• [DATA EXCERPTS]
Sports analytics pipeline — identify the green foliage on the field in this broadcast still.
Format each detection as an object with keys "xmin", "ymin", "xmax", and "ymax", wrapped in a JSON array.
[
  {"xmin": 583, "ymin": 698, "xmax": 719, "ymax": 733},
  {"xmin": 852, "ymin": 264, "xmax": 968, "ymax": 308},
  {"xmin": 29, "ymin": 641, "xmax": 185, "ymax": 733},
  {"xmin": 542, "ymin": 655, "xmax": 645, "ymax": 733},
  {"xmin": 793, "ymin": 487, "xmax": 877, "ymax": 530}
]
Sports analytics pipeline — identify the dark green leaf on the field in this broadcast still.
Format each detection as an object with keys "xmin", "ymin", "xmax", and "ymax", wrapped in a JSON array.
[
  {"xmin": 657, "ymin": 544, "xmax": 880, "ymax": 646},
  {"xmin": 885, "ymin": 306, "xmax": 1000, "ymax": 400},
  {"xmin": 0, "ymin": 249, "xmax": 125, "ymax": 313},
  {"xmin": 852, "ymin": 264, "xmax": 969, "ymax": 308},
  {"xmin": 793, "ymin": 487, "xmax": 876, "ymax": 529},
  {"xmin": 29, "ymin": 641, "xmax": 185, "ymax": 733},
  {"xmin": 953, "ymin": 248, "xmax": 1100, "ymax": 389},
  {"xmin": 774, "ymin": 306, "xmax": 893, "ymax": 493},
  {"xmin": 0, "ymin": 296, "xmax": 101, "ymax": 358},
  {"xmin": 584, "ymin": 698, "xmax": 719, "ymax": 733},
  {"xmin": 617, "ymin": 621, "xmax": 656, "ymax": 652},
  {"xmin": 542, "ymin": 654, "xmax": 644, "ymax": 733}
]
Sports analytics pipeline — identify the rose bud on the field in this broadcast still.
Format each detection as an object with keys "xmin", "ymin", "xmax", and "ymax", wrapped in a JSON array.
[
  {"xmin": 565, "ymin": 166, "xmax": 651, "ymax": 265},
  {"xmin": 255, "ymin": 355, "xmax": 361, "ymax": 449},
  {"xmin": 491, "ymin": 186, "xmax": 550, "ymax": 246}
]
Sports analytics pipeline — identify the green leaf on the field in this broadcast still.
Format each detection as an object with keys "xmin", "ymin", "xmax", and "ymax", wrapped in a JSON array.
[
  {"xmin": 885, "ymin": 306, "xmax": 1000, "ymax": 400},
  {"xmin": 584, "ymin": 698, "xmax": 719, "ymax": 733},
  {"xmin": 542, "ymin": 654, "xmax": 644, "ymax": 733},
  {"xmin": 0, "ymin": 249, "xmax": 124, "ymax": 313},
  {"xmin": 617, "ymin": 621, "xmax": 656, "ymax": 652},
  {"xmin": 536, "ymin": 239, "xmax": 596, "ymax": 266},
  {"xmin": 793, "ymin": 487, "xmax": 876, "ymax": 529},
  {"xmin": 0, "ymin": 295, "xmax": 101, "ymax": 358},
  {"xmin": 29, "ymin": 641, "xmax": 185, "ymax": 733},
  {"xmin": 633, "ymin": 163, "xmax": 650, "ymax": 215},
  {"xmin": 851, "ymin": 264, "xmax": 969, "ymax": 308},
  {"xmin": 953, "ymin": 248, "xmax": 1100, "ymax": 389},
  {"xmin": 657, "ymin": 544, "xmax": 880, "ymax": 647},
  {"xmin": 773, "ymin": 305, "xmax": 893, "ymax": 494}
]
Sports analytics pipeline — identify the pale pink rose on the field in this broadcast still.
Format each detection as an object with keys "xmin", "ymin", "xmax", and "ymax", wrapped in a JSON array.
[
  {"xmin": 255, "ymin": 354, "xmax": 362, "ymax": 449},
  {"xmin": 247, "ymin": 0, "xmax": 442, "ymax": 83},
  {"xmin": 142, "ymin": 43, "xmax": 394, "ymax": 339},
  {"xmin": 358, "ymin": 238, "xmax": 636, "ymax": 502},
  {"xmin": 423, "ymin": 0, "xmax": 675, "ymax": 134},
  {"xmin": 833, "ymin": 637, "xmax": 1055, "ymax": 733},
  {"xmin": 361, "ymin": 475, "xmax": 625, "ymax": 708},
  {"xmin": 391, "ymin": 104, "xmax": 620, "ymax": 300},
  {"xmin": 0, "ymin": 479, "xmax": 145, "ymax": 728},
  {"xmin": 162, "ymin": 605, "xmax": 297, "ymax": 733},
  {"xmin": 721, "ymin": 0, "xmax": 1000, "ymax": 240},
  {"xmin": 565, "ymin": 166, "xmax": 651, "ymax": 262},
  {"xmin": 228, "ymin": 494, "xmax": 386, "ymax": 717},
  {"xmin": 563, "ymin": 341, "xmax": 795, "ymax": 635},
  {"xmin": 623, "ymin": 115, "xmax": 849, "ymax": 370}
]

• [WORK INSTRUCTION]
Using the data above, print every record exactly as shown.

• [RESPONSE FOR THIS EXERCISE]
Sports analytics pipeline — identify the green foliage on the field in this broadcast still.
Format each detection as an object with keys "xmin", "ymin", "xmax", and "ymax", wrapped in a JSON array.
[
  {"xmin": 583, "ymin": 698, "xmax": 719, "ymax": 733},
  {"xmin": 852, "ymin": 264, "xmax": 968, "ymax": 308},
  {"xmin": 29, "ymin": 641, "xmax": 185, "ymax": 733},
  {"xmin": 542, "ymin": 655, "xmax": 645, "ymax": 733},
  {"xmin": 793, "ymin": 487, "xmax": 877, "ymax": 530}
]
Sports analytics pipeline — identify the dark green leaf on the field in this broadcast still.
Format each detection as an object with keys "xmin", "ymin", "xmax", and "ymax", wrapped in a JSON array.
[
  {"xmin": 657, "ymin": 544, "xmax": 880, "ymax": 646},
  {"xmin": 885, "ymin": 306, "xmax": 1000, "ymax": 400},
  {"xmin": 0, "ymin": 249, "xmax": 125, "ymax": 313},
  {"xmin": 852, "ymin": 264, "xmax": 969, "ymax": 308},
  {"xmin": 793, "ymin": 487, "xmax": 876, "ymax": 529},
  {"xmin": 29, "ymin": 641, "xmax": 185, "ymax": 733},
  {"xmin": 953, "ymin": 248, "xmax": 1100, "ymax": 389},
  {"xmin": 774, "ymin": 306, "xmax": 893, "ymax": 493},
  {"xmin": 0, "ymin": 296, "xmax": 101, "ymax": 358},
  {"xmin": 584, "ymin": 698, "xmax": 719, "ymax": 733},
  {"xmin": 617, "ymin": 621, "xmax": 656, "ymax": 652},
  {"xmin": 542, "ymin": 654, "xmax": 644, "ymax": 733}
]
Sports analytics pipeline — identify the rose bud on the field in this broadcast still.
Format each detection as an object with keys "xmin", "ymin", "xmax", and "ymax", wrapped in a JSON array.
[
  {"xmin": 565, "ymin": 166, "xmax": 651, "ymax": 265},
  {"xmin": 255, "ymin": 355, "xmax": 361, "ymax": 449},
  {"xmin": 491, "ymin": 186, "xmax": 550, "ymax": 246}
]
Sports analytics pipeline — identify the green leaf on the field in this broadcast still.
Format each detection as an object with keys "xmin", "ymin", "xmax", and "ymax", wrapped in a JSON array.
[
  {"xmin": 885, "ymin": 306, "xmax": 1000, "ymax": 400},
  {"xmin": 584, "ymin": 698, "xmax": 719, "ymax": 733},
  {"xmin": 542, "ymin": 654, "xmax": 644, "ymax": 733},
  {"xmin": 0, "ymin": 249, "xmax": 124, "ymax": 313},
  {"xmin": 617, "ymin": 621, "xmax": 656, "ymax": 652},
  {"xmin": 536, "ymin": 239, "xmax": 596, "ymax": 266},
  {"xmin": 793, "ymin": 487, "xmax": 876, "ymax": 529},
  {"xmin": 0, "ymin": 295, "xmax": 101, "ymax": 358},
  {"xmin": 29, "ymin": 641, "xmax": 185, "ymax": 733},
  {"xmin": 633, "ymin": 163, "xmax": 650, "ymax": 215},
  {"xmin": 851, "ymin": 264, "xmax": 969, "ymax": 308},
  {"xmin": 953, "ymin": 248, "xmax": 1100, "ymax": 389},
  {"xmin": 657, "ymin": 544, "xmax": 880, "ymax": 647},
  {"xmin": 773, "ymin": 305, "xmax": 893, "ymax": 494}
]
Sports analytics pipeline — identify the pale pink rose on the field in this broadcast still.
Format each detection as an object with keys "xmin", "ymin", "xmax", and "ymax", wrapped in a JSON array.
[
  {"xmin": 255, "ymin": 354, "xmax": 362, "ymax": 449},
  {"xmin": 247, "ymin": 0, "xmax": 442, "ymax": 83},
  {"xmin": 142, "ymin": 43, "xmax": 394, "ymax": 339},
  {"xmin": 358, "ymin": 238, "xmax": 636, "ymax": 502},
  {"xmin": 423, "ymin": 0, "xmax": 675, "ymax": 134},
  {"xmin": 833, "ymin": 637, "xmax": 1055, "ymax": 733},
  {"xmin": 361, "ymin": 475, "xmax": 625, "ymax": 708},
  {"xmin": 391, "ymin": 104, "xmax": 620, "ymax": 300},
  {"xmin": 0, "ymin": 479, "xmax": 145, "ymax": 728},
  {"xmin": 162, "ymin": 605, "xmax": 297, "ymax": 733},
  {"xmin": 721, "ymin": 0, "xmax": 1000, "ymax": 240},
  {"xmin": 565, "ymin": 166, "xmax": 651, "ymax": 262},
  {"xmin": 228, "ymin": 494, "xmax": 386, "ymax": 717},
  {"xmin": 563, "ymin": 341, "xmax": 795, "ymax": 635},
  {"xmin": 623, "ymin": 115, "xmax": 849, "ymax": 370}
]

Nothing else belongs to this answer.